### THE PROBLEM
Report every line of the listing that contains the word "cloud", treating uppercase and lowercase as different.

BEGIN DATASET RECORDS

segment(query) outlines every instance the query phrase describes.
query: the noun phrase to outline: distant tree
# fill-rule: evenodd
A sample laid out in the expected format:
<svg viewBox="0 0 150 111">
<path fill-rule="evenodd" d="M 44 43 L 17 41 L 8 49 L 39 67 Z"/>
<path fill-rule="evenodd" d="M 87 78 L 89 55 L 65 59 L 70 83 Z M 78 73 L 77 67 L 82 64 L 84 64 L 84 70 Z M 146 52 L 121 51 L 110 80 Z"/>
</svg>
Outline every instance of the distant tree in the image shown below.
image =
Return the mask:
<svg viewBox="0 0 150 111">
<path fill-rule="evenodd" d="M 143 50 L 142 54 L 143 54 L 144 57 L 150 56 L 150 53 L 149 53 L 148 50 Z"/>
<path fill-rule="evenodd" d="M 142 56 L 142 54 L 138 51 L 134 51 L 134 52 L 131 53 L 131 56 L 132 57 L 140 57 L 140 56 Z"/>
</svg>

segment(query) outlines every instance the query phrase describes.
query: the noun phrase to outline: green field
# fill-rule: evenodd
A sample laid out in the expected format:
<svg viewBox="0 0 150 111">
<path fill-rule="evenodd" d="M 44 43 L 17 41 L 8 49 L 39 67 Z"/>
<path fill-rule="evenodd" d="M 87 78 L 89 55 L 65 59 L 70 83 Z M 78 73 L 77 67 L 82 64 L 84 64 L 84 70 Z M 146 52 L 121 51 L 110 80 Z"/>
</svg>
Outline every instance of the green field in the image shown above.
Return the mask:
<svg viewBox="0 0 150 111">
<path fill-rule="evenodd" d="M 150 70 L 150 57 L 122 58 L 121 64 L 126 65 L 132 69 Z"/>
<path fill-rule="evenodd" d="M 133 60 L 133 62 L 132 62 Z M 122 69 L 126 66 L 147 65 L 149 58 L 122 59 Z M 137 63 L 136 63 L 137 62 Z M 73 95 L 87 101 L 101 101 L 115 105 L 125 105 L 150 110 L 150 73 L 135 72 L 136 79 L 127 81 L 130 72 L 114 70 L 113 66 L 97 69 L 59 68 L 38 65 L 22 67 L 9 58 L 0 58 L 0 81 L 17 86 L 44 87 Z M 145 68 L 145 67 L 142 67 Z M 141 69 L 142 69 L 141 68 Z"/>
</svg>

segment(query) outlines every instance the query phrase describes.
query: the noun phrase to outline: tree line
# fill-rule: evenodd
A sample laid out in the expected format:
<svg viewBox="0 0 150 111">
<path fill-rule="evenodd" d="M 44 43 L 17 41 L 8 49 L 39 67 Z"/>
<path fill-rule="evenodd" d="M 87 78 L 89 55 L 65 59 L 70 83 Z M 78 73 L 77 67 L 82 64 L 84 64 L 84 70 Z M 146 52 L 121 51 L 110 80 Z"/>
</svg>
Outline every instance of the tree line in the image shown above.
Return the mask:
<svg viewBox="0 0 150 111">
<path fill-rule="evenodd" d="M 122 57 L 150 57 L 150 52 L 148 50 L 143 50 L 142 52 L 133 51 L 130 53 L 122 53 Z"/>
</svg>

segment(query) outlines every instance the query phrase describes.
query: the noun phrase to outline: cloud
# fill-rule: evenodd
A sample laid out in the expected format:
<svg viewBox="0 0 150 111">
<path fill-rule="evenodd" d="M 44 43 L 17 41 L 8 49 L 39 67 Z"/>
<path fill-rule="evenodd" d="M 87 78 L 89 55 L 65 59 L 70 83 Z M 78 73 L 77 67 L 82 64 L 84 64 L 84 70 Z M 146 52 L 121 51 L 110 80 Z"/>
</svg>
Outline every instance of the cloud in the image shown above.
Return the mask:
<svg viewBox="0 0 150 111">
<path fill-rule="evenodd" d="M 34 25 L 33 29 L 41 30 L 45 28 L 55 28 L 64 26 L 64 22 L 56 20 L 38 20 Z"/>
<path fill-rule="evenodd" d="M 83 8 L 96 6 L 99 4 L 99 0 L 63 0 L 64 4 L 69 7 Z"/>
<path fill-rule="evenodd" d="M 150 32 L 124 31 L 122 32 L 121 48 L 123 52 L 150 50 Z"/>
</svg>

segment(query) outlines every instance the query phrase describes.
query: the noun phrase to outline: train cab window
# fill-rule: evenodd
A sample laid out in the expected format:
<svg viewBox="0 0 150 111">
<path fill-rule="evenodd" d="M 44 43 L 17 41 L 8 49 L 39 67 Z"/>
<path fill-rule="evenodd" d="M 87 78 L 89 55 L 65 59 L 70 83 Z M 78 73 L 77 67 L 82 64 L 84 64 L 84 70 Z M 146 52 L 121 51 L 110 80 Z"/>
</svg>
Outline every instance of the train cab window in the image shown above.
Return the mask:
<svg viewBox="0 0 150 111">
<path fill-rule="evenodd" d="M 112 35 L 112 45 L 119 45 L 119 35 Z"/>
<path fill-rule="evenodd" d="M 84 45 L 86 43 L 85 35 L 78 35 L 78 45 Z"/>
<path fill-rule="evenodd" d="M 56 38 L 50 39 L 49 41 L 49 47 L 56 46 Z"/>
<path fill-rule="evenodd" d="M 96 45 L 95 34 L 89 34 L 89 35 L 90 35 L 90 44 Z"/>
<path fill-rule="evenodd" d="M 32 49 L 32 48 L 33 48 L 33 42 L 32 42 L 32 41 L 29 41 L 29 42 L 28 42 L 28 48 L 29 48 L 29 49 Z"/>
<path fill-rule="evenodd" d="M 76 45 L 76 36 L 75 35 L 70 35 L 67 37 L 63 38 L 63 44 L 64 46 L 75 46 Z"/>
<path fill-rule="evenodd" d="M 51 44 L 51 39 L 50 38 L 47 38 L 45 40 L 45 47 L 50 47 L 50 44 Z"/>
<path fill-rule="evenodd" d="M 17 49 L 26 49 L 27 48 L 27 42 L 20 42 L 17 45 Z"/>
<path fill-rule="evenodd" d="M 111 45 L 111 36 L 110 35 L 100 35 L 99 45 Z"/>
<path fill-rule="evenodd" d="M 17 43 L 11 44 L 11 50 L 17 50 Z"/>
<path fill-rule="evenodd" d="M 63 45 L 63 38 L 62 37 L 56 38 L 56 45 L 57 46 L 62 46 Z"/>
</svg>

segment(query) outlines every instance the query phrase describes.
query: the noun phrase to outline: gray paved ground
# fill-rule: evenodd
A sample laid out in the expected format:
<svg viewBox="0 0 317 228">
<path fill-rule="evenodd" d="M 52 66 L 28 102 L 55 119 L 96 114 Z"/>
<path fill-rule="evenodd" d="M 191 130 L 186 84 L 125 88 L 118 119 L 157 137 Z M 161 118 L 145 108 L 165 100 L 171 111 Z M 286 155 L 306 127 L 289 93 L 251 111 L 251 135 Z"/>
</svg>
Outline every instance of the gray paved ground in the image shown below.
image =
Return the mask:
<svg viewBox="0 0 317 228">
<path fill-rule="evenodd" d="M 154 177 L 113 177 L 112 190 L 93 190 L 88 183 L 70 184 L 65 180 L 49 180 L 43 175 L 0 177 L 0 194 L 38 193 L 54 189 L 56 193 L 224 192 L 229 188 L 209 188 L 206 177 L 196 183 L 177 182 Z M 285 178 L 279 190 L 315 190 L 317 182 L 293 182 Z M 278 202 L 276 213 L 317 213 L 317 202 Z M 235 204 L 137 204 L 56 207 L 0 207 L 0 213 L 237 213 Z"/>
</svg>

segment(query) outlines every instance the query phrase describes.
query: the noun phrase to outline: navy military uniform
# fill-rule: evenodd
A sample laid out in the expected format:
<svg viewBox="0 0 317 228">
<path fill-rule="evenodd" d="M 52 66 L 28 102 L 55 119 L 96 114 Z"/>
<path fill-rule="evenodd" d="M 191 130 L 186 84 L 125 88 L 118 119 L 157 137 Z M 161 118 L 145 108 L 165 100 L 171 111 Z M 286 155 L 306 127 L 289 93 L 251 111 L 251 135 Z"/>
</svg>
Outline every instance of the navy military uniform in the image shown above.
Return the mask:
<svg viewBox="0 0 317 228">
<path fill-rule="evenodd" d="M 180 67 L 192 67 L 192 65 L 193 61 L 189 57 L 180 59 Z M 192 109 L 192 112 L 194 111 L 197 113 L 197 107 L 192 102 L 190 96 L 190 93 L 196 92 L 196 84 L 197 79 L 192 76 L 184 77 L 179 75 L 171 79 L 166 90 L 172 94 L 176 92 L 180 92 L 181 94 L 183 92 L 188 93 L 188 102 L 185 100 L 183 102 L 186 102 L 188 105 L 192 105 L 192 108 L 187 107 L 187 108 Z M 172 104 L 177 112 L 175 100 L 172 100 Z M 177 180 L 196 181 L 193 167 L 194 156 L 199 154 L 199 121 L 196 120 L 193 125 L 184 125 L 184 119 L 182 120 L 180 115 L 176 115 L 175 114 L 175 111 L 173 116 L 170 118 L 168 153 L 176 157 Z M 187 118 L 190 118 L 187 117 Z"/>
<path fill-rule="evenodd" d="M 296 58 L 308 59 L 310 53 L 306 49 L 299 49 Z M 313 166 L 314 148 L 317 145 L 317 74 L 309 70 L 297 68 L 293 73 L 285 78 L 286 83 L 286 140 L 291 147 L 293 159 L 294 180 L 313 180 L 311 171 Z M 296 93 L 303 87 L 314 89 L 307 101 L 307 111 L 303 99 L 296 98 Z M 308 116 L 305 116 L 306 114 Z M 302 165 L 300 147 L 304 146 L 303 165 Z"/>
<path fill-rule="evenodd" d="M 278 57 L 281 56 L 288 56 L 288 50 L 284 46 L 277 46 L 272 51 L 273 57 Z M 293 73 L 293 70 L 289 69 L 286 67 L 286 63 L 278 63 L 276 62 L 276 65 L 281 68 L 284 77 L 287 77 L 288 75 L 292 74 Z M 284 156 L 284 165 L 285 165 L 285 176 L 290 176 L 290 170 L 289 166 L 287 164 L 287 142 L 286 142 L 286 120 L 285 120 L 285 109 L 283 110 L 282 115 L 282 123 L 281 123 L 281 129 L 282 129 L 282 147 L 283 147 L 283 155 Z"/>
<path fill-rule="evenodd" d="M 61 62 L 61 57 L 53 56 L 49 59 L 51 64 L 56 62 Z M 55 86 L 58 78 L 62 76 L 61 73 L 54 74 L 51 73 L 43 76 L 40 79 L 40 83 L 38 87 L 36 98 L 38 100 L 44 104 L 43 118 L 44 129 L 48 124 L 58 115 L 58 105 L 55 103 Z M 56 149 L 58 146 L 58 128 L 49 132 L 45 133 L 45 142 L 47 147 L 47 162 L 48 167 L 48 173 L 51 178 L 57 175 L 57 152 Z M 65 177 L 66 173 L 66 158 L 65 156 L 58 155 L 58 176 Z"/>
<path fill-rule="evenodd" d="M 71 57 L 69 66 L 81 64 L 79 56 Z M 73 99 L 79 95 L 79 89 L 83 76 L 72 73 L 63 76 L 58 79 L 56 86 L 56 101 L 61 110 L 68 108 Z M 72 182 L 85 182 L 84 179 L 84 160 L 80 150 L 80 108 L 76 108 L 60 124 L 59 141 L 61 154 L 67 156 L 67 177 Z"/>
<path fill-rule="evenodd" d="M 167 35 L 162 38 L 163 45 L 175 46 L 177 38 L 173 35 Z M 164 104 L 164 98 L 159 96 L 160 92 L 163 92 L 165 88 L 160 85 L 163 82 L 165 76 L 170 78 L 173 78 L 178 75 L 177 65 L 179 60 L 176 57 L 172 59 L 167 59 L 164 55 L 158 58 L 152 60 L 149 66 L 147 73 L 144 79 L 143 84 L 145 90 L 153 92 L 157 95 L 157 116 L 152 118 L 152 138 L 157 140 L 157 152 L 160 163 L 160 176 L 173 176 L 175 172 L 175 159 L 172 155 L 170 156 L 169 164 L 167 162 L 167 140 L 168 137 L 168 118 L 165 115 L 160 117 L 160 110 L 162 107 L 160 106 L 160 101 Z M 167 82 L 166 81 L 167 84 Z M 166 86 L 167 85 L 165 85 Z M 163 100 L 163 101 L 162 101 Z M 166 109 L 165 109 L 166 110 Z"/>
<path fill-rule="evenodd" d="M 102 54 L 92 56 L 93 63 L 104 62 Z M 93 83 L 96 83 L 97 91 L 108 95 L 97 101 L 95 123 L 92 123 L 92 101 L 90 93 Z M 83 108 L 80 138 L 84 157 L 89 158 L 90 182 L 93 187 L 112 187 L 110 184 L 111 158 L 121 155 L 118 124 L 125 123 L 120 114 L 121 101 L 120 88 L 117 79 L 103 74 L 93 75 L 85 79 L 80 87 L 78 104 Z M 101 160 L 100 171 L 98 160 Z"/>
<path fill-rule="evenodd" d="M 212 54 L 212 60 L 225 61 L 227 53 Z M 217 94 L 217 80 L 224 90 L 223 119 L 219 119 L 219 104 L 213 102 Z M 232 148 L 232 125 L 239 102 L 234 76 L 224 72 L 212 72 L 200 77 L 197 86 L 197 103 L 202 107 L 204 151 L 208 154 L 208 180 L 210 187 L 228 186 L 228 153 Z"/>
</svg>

END DATASET RECORDS

### THE RESPONSE
query: the noun phrase to outline: cloud
Outline every instance of the cloud in the image shown above.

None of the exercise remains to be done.